**** Source ****

The compact chainring front mech issues thread

nobrakes

Well-Known Member
I thought I would start this thread having been through the problem myself and seeing the same question come up again and again.

The problem: with compact doubles, it can be problematic getting the front mech close enough to the big ring for optimal operation.

In my case I have Sram Force 22 components with a 50/34 compact double. The front mech cannot get close enough to work optimally, as the yaw action requires the derailleur to be 1-2 mm from the big ring. Any further away and the slope of the derailleur cage as it ‘yaws’ makes shifting more difficult. The closest I can get is about 5-6 mm. I have spent hours and hours fiddling with it and studying YouTube videos on adjusting SRAM yaw derailleurs. The best I can get is ‘OK’ - with a bit of attention to your shifting technique it will change up reliably but if you don’t treat it really gently it can throw the chain. Back off all pressure and shift really fast is the way that works for me.

I believe this problem will manifest on any compact double with a front mech that has one central bolt hole. Older mechs that have 2 bolt holes to choose from are probably OK as you can get it closer to the chainring. I think Sram moved from 2 to 1 bolt hole design recently which is maybe why it hasn’t been addressed yet by Cruzbike.

The wickwerkz spacer does not work - it puts the front mech too close to the big ring. The place the front mech should be placed on a 50/34 with single bolt hole is right on the edge of the braze on mount where there’s no hole.

I imagine any front mech that does not have yaw action will be less affected by distance although I have not tested that so it’s just a hypothesis.

**** Extracted information ****

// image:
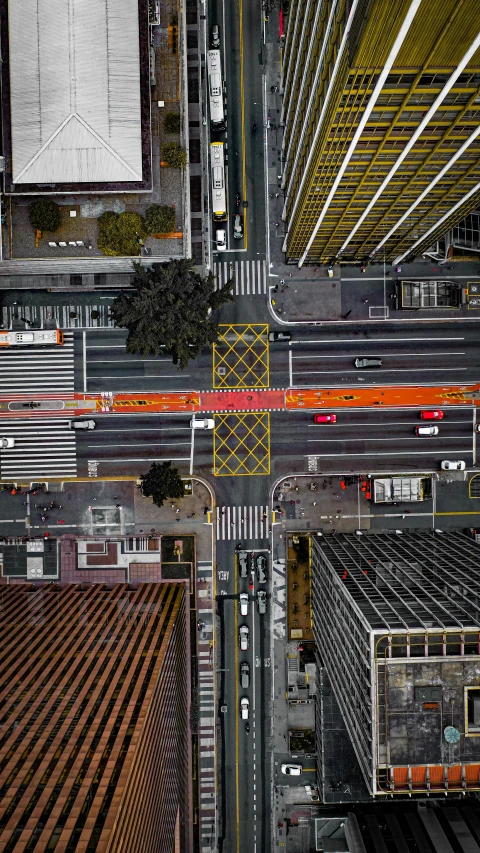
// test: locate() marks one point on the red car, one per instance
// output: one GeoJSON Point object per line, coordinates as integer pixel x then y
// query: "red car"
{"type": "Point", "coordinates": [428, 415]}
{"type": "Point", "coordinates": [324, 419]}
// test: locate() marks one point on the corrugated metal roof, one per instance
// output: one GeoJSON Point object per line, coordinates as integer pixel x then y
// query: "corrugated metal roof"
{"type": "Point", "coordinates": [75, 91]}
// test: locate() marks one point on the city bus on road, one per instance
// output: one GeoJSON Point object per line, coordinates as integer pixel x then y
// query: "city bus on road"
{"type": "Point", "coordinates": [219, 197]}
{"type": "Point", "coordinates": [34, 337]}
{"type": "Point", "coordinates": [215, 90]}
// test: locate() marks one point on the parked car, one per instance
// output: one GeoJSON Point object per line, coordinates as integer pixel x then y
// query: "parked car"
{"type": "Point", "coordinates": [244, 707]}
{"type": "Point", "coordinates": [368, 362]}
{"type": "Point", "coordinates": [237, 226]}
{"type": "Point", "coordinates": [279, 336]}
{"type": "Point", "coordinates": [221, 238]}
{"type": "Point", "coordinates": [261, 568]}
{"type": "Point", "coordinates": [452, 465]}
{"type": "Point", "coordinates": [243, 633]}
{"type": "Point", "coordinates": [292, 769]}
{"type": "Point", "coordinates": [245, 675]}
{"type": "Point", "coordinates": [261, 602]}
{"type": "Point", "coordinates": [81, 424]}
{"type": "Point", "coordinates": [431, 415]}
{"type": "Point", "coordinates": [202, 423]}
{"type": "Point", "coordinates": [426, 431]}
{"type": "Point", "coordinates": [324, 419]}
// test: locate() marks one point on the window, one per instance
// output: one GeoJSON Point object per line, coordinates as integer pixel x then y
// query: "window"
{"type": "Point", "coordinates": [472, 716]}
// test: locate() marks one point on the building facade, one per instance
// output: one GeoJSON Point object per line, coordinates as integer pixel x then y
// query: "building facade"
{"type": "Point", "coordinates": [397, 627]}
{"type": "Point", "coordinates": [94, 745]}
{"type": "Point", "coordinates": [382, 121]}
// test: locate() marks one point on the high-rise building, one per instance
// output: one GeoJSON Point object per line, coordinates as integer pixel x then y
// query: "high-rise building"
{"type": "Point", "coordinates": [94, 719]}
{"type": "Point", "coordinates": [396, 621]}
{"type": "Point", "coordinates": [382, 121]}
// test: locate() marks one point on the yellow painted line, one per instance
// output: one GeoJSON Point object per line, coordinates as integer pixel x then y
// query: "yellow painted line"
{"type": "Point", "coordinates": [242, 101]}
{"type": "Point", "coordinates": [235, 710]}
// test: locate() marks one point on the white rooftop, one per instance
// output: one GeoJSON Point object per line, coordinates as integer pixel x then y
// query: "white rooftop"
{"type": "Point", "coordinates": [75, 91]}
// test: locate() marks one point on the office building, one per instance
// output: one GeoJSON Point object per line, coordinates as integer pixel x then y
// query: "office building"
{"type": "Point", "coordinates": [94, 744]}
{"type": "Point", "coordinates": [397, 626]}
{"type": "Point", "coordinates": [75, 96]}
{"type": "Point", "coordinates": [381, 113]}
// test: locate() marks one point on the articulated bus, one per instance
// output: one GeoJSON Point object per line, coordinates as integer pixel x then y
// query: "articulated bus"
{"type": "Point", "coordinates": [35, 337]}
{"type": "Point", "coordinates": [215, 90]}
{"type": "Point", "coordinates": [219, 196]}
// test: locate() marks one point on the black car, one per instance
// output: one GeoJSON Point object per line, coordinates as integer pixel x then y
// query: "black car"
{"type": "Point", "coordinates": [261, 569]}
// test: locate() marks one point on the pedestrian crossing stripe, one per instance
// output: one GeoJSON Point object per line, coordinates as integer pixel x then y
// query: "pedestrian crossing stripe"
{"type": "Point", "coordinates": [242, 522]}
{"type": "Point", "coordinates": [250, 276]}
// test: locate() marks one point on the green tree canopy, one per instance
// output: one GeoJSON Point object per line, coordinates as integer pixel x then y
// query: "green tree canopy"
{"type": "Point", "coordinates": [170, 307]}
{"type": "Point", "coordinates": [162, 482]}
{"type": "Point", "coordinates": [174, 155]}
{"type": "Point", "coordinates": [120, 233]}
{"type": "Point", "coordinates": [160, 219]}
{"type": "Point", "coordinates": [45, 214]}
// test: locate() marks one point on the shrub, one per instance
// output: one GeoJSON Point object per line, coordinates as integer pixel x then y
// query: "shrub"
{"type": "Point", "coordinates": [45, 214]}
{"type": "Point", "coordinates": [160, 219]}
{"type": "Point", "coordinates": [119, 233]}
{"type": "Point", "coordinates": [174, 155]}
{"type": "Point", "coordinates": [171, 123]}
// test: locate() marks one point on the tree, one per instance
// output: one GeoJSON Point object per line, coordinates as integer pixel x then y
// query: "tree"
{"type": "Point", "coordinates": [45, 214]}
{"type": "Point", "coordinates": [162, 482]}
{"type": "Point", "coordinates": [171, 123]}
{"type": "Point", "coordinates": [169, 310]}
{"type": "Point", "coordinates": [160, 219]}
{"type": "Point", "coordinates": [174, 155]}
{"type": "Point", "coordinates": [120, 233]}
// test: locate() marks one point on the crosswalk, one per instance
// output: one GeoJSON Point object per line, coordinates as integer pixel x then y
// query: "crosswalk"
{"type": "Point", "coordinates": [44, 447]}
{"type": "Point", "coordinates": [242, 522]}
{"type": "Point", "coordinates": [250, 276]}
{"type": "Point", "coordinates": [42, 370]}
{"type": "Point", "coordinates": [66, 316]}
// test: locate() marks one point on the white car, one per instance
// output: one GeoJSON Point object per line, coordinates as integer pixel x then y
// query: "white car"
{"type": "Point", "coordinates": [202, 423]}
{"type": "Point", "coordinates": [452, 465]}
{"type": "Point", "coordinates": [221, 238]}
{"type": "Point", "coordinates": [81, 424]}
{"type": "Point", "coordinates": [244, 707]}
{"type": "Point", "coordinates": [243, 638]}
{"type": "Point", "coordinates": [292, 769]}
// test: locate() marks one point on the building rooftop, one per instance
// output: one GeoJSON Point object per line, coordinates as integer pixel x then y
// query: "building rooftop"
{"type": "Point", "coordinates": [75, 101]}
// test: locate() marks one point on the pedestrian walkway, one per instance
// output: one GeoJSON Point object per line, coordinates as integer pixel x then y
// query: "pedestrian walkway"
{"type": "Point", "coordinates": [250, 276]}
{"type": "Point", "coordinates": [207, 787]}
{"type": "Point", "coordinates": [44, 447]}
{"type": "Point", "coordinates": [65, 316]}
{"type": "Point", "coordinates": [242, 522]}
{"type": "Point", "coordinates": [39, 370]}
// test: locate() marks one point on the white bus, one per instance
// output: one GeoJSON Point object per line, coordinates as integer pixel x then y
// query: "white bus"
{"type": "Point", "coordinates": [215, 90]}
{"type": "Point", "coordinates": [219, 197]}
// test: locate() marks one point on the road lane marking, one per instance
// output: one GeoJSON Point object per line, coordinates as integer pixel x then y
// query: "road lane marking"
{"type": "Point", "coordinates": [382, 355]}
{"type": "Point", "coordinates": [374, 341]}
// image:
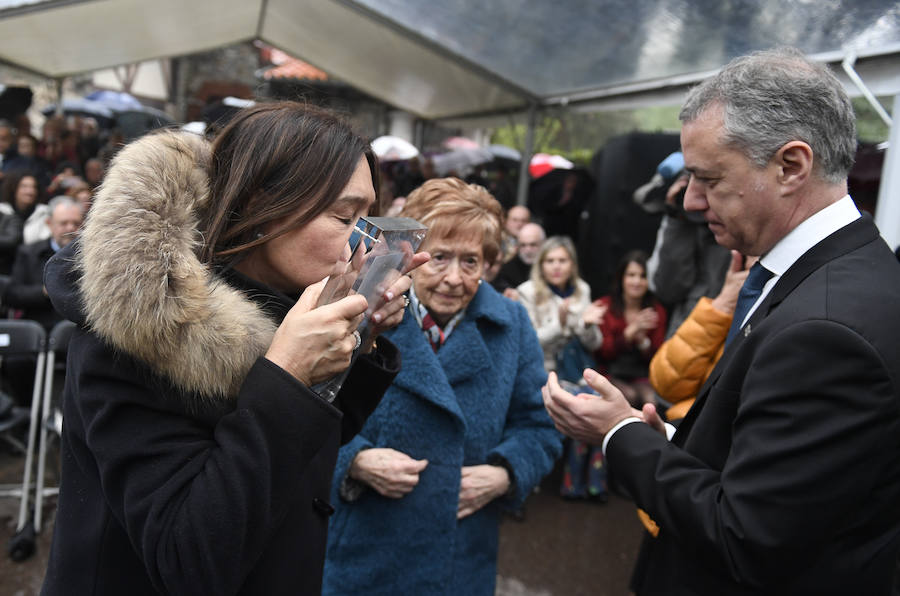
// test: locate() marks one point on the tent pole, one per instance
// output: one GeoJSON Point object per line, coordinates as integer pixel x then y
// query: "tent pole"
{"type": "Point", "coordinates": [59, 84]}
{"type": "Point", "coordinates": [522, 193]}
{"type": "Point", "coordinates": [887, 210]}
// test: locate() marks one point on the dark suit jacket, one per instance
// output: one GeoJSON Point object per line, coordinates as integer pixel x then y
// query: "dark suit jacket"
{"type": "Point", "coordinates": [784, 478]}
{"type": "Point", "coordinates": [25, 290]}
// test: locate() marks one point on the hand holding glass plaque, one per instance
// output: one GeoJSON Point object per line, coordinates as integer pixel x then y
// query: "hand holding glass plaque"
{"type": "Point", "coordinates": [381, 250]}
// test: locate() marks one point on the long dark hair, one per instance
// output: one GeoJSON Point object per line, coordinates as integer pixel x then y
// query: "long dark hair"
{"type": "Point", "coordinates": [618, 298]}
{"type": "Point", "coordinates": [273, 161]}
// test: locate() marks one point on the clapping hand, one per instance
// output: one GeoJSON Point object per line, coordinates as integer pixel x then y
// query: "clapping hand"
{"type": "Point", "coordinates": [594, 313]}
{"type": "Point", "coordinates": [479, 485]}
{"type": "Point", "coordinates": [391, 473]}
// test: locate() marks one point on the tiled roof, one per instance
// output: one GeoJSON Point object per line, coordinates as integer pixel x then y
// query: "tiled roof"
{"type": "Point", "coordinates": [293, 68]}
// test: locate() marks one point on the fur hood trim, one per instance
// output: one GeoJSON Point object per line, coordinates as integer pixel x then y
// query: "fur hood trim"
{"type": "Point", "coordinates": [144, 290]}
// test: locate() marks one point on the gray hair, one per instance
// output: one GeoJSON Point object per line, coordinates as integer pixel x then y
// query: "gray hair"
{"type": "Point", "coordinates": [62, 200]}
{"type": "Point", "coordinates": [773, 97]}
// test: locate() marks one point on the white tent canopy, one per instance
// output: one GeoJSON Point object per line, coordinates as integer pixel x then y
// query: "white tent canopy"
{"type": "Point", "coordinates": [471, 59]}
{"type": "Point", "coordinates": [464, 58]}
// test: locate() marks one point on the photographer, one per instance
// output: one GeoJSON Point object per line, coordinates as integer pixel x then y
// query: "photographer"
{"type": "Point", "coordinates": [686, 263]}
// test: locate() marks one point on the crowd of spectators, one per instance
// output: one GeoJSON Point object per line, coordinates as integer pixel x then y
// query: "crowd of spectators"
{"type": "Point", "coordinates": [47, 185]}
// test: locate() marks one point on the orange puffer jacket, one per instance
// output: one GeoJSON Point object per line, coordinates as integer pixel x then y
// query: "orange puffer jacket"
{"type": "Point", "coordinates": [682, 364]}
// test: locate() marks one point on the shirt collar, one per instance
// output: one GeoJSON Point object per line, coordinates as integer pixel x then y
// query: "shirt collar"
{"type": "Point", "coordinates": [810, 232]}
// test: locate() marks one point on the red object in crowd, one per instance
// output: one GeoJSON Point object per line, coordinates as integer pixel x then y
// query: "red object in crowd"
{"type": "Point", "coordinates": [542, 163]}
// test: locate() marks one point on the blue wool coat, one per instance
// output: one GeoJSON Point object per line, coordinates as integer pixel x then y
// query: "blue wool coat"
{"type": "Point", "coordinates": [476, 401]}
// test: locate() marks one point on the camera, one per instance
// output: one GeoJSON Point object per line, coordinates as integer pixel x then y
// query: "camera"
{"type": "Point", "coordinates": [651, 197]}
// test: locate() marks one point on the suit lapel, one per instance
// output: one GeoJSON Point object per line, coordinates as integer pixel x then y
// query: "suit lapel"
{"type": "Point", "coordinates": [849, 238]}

****

What you need to do
1 - According to the forum post, how close to the big ring must the derailleur be for the yaw action to work?
2 - Reproduce the forum post's text from "The wickwerkz spacer" up to and including "there’s no hole.".
Rely only on the forum post, not on the rows.

Task results
1 - 1-2 mm from the big ring.

2 -
The wickwerkz spacer does not work - it puts the front mech too close to the big ring. The place the front mech should be placed on a 50/34 with single bolt hole is right on the edge of the braze on mount where there’s no hole.